[LISTED RECORDS Boundary: Start]

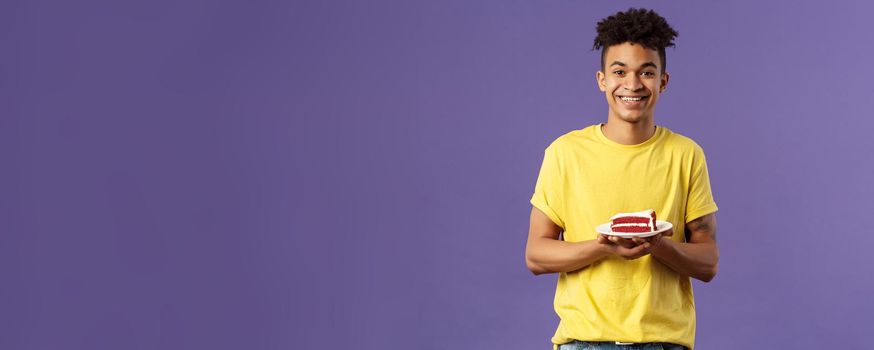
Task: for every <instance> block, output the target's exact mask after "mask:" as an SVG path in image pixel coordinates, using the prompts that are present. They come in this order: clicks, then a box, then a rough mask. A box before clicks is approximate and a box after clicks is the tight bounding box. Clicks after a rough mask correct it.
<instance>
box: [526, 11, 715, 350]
mask: <svg viewBox="0 0 874 350" xmlns="http://www.w3.org/2000/svg"><path fill="white" fill-rule="evenodd" d="M676 36H677V32H676V31H674V29H672V28H671V27H670V25H669V24H668V23H667V22H666V21H665V19H664V18H663V17H661V16H659V15H658V14H656V13H655V12H653V11H651V10H644V9H629V10H628V11H625V12H619V13H616V14H615V15H613V16H610V17H607V18H605V19H603V20H602V21H601V22H599V23H598V36H597V38H595V49H601V50H602V51H601V69H600V70H599V71H598V72H597V75H596V78H597V83H598V87H599V88H600V90H601V91H603V92H604V94H605V96H606V98H607V106H608V107H609V112H608V114H607V123H606V124H598V125H593V126H589V127H587V128H584V129H581V130H574V131H571V132H569V133H567V134H565V135H562V136H560V137H558V138H557V139H556V140H555V141H553V142H552V143H551V144H550V145H549V147H547V148H546V151H545V153H544V158H543V164H542V166H541V169H540V174H539V176H538V178H537V183H536V185H535V189H534V195H533V196H532V198H531V204H532V205H533V206H534V207H533V208H532V210H531V225H530V229H529V233H528V244H527V247H526V252H525V259H526V263H527V266H528V268H529V269H530V270H531V271H532V272H533V273H534V274H536V275H539V274H545V273H559V278H558V285H557V287H556V294H555V311H556V313H557V314H558V316H559V318H560V319H561V321H560V323H559V326H558V329H557V330H556V332H555V336H553V338H552V343H553V344H554V347H555V348H556V349H583V348H585V349H623V348H634V349H683V348H692V347H693V344H694V342H695V304H694V300H693V298H692V284H691V281H690V277H692V278H696V279H699V280H701V281H705V282H708V281H710V280H711V279H713V277H714V276H715V275H716V271H717V264H718V261H719V250H718V248H717V246H716V214H715V213H716V210H717V207H716V203H714V201H713V196H712V194H711V191H710V180H709V177H708V173H707V164H706V161H705V159H704V152H703V151H702V149H701V147H699V146H698V145H697V144H696V143H695V142H694V141H692V140H691V139H689V138H687V137H684V136H682V135H679V134H676V133H673V132H671V131H670V130H668V129H667V128H665V127H662V126H657V125H656V124H655V121H654V120H653V113H654V110H655V106H656V103H657V102H658V100H659V96H660V94H661V93H662V92H664V91H665V88H666V87H667V85H668V80H669V79H668V78H669V76H668V73H667V72H666V71H665V47H669V46H673V45H674V44H673V40H674V38H675V37H676ZM646 209H653V210H655V212H656V214H657V216H658V219H660V220H665V221H669V222H671V223H672V224H673V229H672V230H668V231H667V232H664V233H662V234H659V235H655V236H652V237H649V238H645V239H641V238H634V239H620V238H617V237H615V236H605V235H601V234H598V233H597V232H596V231H595V227H596V226H598V225H599V224H602V223H605V222H609V221H610V217H611V216H613V215H614V214H616V213H619V212H635V211H641V210H646ZM562 233H563V239H561V238H559V237H560V235H561V234H562Z"/></svg>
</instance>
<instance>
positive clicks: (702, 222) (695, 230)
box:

[LISTED RECORDS Boundary: End]

### WORK TO COMPLETE
The word to find is "clicks". Copy every line of the data that holds it.

### RESULT OF THE TASK
Task: for every <instance> block, output the target's exact mask after "mask:" as an SVG path in image pixel coordinates, using the prompts that are present. They come in this order: clicks, then a box, then a rough mask. A box before clicks is approximate and a box after clicks is the tight bounding box. Clicks after a rough mask correct it.
positive clicks: (702, 222) (695, 230)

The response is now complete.